From top to bottom, retype the data exactly, passing over any picture.
BEGIN Data in this exercise
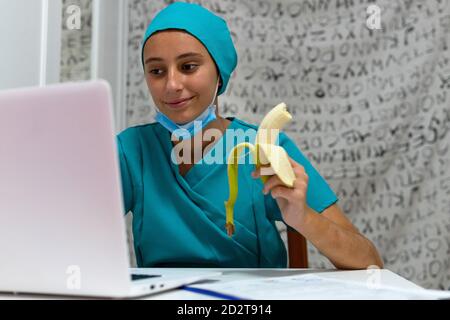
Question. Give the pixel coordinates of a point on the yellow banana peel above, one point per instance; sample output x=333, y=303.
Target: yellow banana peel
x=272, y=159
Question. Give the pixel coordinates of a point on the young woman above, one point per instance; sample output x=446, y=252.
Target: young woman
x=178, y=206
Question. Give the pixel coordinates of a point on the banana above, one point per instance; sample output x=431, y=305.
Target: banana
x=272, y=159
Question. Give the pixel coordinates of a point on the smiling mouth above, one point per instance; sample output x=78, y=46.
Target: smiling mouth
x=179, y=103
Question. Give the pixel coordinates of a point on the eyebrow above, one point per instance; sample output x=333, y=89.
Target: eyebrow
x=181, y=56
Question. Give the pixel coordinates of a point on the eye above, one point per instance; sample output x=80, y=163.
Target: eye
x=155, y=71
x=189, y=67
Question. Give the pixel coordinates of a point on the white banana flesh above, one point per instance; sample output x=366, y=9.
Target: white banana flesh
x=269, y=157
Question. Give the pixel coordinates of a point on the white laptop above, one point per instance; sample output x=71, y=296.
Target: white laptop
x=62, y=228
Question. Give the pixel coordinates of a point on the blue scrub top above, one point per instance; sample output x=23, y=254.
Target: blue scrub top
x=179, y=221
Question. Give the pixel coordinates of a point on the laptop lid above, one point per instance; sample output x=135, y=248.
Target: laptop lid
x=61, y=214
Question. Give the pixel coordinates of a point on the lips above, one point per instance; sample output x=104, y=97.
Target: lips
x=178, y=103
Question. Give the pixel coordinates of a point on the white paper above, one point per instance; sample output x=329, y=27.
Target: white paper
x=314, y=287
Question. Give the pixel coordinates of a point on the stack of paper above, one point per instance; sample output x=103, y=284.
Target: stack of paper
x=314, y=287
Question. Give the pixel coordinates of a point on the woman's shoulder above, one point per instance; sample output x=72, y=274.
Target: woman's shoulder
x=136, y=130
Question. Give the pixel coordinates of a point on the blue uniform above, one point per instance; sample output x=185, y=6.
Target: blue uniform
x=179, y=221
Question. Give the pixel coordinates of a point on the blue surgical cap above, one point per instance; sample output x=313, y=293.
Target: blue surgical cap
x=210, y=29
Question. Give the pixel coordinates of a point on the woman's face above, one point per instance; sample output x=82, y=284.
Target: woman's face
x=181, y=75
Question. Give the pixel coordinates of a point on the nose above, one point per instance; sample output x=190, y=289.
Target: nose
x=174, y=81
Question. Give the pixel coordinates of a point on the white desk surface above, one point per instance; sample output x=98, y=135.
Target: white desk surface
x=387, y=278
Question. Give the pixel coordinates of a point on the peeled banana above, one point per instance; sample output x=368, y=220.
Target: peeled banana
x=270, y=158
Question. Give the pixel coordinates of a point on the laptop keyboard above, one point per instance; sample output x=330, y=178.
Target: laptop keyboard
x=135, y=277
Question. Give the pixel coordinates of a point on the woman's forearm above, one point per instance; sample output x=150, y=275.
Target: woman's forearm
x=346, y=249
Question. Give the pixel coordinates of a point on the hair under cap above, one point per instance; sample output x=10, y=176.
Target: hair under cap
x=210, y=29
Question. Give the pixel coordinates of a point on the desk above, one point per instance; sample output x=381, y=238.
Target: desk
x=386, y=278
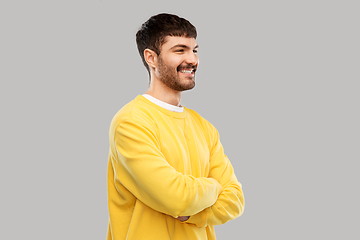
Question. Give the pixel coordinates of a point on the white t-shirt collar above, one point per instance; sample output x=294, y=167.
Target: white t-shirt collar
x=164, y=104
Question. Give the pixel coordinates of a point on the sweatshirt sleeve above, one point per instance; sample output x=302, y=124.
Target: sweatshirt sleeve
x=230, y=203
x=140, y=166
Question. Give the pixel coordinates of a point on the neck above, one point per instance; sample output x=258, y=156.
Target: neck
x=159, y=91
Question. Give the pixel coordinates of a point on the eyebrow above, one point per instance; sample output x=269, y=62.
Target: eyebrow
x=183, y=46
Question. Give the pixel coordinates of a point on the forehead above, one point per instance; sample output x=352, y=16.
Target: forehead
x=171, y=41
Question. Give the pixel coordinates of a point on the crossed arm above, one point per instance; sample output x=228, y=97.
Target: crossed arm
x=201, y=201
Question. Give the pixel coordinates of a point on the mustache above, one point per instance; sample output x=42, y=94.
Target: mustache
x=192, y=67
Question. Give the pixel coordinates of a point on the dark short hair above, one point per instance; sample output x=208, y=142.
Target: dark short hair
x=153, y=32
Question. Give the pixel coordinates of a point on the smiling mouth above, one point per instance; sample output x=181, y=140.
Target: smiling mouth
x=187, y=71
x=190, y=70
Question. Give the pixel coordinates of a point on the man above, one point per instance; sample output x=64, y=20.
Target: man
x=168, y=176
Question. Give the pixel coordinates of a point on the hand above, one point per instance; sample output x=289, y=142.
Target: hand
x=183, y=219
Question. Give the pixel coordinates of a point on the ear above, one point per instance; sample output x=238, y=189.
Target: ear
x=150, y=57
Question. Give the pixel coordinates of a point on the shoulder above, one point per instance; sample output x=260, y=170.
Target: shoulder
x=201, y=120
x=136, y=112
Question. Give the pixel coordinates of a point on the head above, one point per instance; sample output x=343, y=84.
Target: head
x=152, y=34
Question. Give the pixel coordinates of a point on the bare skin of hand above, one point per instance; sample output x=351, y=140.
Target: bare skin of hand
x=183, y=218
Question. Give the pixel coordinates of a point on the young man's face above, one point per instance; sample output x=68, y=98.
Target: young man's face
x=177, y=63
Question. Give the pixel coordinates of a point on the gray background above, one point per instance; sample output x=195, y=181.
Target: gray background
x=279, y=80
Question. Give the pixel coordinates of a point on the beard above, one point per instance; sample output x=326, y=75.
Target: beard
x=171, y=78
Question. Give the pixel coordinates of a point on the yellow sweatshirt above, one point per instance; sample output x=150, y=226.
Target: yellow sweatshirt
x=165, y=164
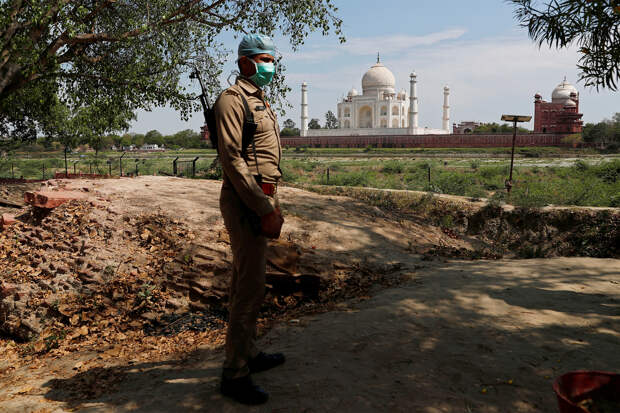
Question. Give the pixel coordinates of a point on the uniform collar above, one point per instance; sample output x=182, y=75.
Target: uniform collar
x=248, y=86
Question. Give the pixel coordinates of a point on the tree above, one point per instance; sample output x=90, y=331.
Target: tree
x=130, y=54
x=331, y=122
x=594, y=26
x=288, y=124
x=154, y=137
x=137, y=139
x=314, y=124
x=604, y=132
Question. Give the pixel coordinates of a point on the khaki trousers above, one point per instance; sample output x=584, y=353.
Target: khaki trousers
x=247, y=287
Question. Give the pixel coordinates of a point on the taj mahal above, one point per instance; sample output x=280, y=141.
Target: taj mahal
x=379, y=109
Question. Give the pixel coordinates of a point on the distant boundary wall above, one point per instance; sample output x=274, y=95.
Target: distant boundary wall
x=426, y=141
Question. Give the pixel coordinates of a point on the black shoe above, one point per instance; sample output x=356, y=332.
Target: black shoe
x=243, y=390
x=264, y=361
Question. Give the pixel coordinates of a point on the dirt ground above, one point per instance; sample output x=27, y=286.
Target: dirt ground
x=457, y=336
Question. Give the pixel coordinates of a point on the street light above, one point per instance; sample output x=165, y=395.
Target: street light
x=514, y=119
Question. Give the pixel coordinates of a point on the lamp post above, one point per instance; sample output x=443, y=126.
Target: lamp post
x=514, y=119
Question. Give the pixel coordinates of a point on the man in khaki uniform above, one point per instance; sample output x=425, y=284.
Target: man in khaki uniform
END Data in this exercise
**Exercise output:**
Question. Give the pixel coordinates of a point on the yellow banana peel above, one point per instance; sample output x=333, y=303.
Target: yellow banana peel
x=272, y=159
Question. Give the pixel coordinates of a point on the young woman above, one point per instance; sample output x=446, y=252.
Target: young woman
x=178, y=206
Question. Give the pixel coordinates of a point on the banana above, one point per instance; sample output x=431, y=305.
Target: banana
x=272, y=159
Question. Give the pixel coordinates of a point on the smiling mouth above, one point per instance; sample output x=78, y=46.
Target: smiling mouth
x=179, y=103
Question. Give the pixel coordinates of a point on the eyebrow above, one point per instance; sample output x=333, y=89.
Target: eyebrow
x=181, y=56
Question. Give the pixel coordinates of a point on the eye above, one point per instance; sample output x=80, y=163.
Target: eye
x=155, y=71
x=189, y=67
Question. Give the pixel coordinates of a point on the white banana flesh above, one point per instance; sample output x=366, y=9.
Target: white banana flesh
x=269, y=157
Question. Give the pixel coordinates of a point on the white laptop above, one point per instance; sample output x=71, y=296.
Target: white laptop
x=62, y=228
Question. Give the pixel coordinates of a point on the blue scrub top above, one point per instance; sample output x=23, y=254.
Target: blue scrub top
x=179, y=221
Question. Give the pixel coordinates of a point on the laptop lid above, one point per instance; sample output x=135, y=248.
Target: laptop lid
x=61, y=214
Question. Give the pixel coordinates of a point on the lips above, one point per instance; sample output x=104, y=97.
Target: lips
x=178, y=103
Question. Give the pixel coordinates of a point on the white paper above, one point per instance; sample output x=329, y=27.
Target: white paper
x=314, y=287
Question. Give the pixel coordinates of a point on the stack of paper above, one point per instance; sample output x=103, y=284.
Target: stack of paper
x=314, y=287
Question. Give the pixel coordinates of a point on the woman's shoulder above, one point per instance; sample output x=72, y=274.
Target: woman's shoulder
x=136, y=130
Question. Give the pixel coordinates of a point on the blue uniform above, one point per instance; sample output x=185, y=6.
Target: blue uniform
x=179, y=221
Question. Give the pixel coordinates of a point on the blue surgical cap above, one point per instance; sample output x=313, y=293.
Target: blue surgical cap
x=210, y=29
Question. Give the pixel coordinates of a point on the woman's face above, one point per instance; sample output x=82, y=284.
Target: woman's face
x=181, y=75
Question. Give the pixel coordinates of a point on the nose above, one point per instance; sample output x=190, y=289.
Target: nose
x=174, y=81
Question. Give the pixel coordinates of a point on the white desk surface above, one point per instance; sample output x=98, y=135.
Target: white desk surface
x=387, y=278
Question. Give the pixel coordinates of a point on the peeled banana above, one point per instance; sample output x=368, y=220.
Target: peeled banana
x=270, y=158
Question. Give the pixel coordinates of a point on the laptop keyboard above, one point per instance; sample output x=330, y=178.
Target: laptop keyboard
x=135, y=277
Question. Give the pixel coordinates of a point on the woman's forearm above, one point per instance; sample output x=150, y=275.
Target: woman's forearm
x=346, y=249
Question. Give the pixel coordinates of a point on the hair under cap above, one point per instance; sample output x=10, y=176.
Target: hair under cap
x=210, y=29
Question. Give the pixel coordinates of a point on the desk above, one point per instance; sample output x=381, y=238.
Target: desk
x=386, y=278
Question. Give the pixel coordinates of a point on the white t-shirt collar above, one point per instance; sample output x=294, y=167.
Target: white t-shirt collar
x=164, y=104
Question. Give the pixel coordinates of a point on the sweatshirt sleeve above, one point per instance; sample output x=302, y=124.
Target: sweatshirt sleeve
x=230, y=203
x=140, y=166
Question. Give the pixel coordinates of a point on the neck above, one point per instance; sample output x=258, y=156.
Target: neck
x=159, y=91
Question. Give the pixel coordinates of a point on the eyebrow above, one point per instance; sample output x=269, y=62.
Target: eyebrow
x=183, y=46
Question. Give the pixel coordinates of a point on the forehead above, one point per instance; sample output x=352, y=16.
Target: forehead
x=171, y=41
Question. Give the pixel coordinates of a point on the crossed arm above, one point per instance; sample output x=228, y=97.
Target: crossed arm
x=201, y=201
Question. Give the pixel coordinates of a point on the mustache above, one point per instance; sample output x=42, y=94.
Target: mustache
x=192, y=67
Question. Give the pixel coordinates of a point on the dark short hair above, one point per instance; sample output x=208, y=142.
Target: dark short hair
x=153, y=32
Question. Give the pixel coordinates of a point on the smiling mouth above, one point per instance; sample output x=181, y=140.
Target: smiling mouth
x=187, y=71
x=190, y=70
Question. Give the pixel coordinates of a point on the man above, one point per instance; sample output x=64, y=20.
Target: man
x=168, y=176
Question. Give the pixel coordinates of a point on the hand above, one point per instance; sample output x=289, y=142.
Target: hand
x=183, y=219
Question. Give the pixel coordinates of a point on the ear above, one point per instance; sample output x=238, y=189.
Target: ear
x=150, y=57
Question. Give the pixel coordinates of a point on the shoulder above, one point per instance; sample output x=260, y=170.
Target: shoulder
x=201, y=120
x=136, y=112
Question. Give the pixel coordinates of a point on the head above, one point per instance; sample output x=343, y=84.
Target: head
x=152, y=34
Question. Give the pixel coordinates of a point on the bare skin of hand above, one point per instance; sample output x=351, y=140.
Target: bare skin of hand
x=183, y=218
Question. Give the pixel coordinates of a point on the young man's face above, one point per instance; sample output x=68, y=98.
Target: young man's face
x=177, y=63
Question. Give the pixel coordinates of a point on the gray background above, one point per instance; sample output x=195, y=181.
Target: gray background
x=279, y=80
Question. Give the pixel coordinates of a point on the beard above, one point per instance; sample output x=326, y=75.
Target: beard
x=171, y=78
Question. Give the pixel coordinates of a point on the yellow sweatshirt above, one point per instance; sample output x=150, y=226.
Target: yellow sweatshirt
x=165, y=164
Question. Give the pixel coordinates of a point on the uniform collar above, one point per instance; sample output x=182, y=75.
Target: uniform collar
x=248, y=86
Question. Give the pixel coordinates of a point on the tree above, one point per instance; sample output x=90, y=331.
Target: tree
x=130, y=54
x=331, y=122
x=594, y=26
x=288, y=124
x=154, y=137
x=137, y=139
x=314, y=124
x=604, y=132
Question. Give the pixel coordinates of a point on the khaki trousers above, one point per instance; sample output x=584, y=353.
Target: khaki trousers
x=247, y=287
Question. Give the pixel coordinates of a point on the taj mahal above, one point per instance; sample output x=280, y=141.
Target: taj mahal
x=379, y=109
Question. Give the pixel coordinates of a point on the distant boundary wall above, one point per instance; sample output x=274, y=95.
Target: distant boundary wall
x=426, y=141
Question. Give the pixel coordinates of a point on the black shoe above, one point per instance; sample output x=356, y=332.
Target: black shoe
x=243, y=390
x=264, y=361
Question. Give the pixel coordinates of a point on the dirt ground above, one point per instance; sample output x=27, y=286.
Target: dirt ground
x=457, y=336
Question. Give the pixel coordinates of a point on the street light above, one point per instance; sample output x=165, y=395.
Target: street light
x=514, y=119
Question. Give the pixel coordinates of a point on the lamp post above, one point per instance; sample output x=443, y=126.
Target: lamp post
x=514, y=119
Question. Give the pixel coordinates of a point on the man in khaki uniform above, one point per instance; sample output x=425, y=284.
Target: man in khaki uniform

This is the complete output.